*EXERCISE INPUTS*
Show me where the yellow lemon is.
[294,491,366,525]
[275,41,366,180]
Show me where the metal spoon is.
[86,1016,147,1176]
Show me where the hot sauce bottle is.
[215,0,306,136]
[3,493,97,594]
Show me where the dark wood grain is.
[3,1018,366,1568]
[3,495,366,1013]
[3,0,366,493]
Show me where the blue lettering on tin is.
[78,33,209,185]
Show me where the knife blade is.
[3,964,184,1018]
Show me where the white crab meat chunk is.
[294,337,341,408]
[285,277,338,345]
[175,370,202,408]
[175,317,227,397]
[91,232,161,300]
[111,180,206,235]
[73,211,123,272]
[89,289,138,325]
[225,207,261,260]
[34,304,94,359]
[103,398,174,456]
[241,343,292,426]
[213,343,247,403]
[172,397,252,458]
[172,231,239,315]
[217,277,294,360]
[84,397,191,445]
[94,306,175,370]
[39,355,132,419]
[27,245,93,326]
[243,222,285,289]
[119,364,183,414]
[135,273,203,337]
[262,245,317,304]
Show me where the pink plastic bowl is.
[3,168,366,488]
---
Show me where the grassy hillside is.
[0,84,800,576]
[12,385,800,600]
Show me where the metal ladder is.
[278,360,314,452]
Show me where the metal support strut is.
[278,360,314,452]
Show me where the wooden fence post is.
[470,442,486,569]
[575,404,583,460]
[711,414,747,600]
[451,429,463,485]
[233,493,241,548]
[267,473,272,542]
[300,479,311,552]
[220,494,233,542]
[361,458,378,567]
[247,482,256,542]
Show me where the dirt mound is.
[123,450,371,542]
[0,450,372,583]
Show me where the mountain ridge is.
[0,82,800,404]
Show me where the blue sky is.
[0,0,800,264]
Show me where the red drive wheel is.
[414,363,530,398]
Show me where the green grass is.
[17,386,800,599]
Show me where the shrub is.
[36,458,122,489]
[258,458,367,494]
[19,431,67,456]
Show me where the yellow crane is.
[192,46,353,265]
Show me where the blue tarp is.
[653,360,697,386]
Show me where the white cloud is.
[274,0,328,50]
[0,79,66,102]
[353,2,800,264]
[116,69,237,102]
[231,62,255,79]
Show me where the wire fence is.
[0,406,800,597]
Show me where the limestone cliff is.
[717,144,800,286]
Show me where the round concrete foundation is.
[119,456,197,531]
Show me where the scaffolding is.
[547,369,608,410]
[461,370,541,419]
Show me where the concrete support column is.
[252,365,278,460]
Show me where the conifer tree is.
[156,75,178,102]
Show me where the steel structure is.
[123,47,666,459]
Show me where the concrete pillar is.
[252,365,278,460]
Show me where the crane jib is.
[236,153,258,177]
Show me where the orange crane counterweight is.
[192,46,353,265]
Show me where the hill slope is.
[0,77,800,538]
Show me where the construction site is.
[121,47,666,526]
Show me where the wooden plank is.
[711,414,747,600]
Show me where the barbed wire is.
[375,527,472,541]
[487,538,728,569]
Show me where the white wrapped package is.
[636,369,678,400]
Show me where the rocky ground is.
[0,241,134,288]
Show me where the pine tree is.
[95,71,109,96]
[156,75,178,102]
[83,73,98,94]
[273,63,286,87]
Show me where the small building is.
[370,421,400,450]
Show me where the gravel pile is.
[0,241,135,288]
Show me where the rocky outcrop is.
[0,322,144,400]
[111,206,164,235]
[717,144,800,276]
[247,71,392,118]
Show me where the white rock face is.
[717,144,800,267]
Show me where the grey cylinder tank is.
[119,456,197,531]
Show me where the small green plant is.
==
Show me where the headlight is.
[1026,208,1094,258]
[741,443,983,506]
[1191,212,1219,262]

*WORK TO COMPLETE*
Scale the entries from the line containing "Show me where the mountain ridge is." through the line containing "[653,360,697,386]", both ends included. Repeat every line in that stretch, requests too, but multiply each bounding-box coordinate by 0.25 and round it to a whole number, with halves rounding up.

*PROBLEM SOLUTION*
Show me where the mountain ridge is.
[0,21,200,101]
Show me where the blue sky is.
[0,0,200,66]
Show me where the red drive wheel is.
[104,91,133,100]
Show me where the green grass is.
[4,97,200,150]
Show me where the shrub is.
[9,115,31,122]
[65,115,92,124]
[5,108,17,114]
Show me where the yellow crane is.
[48,12,88,66]
Show me where the blue tarp is.
[163,90,174,97]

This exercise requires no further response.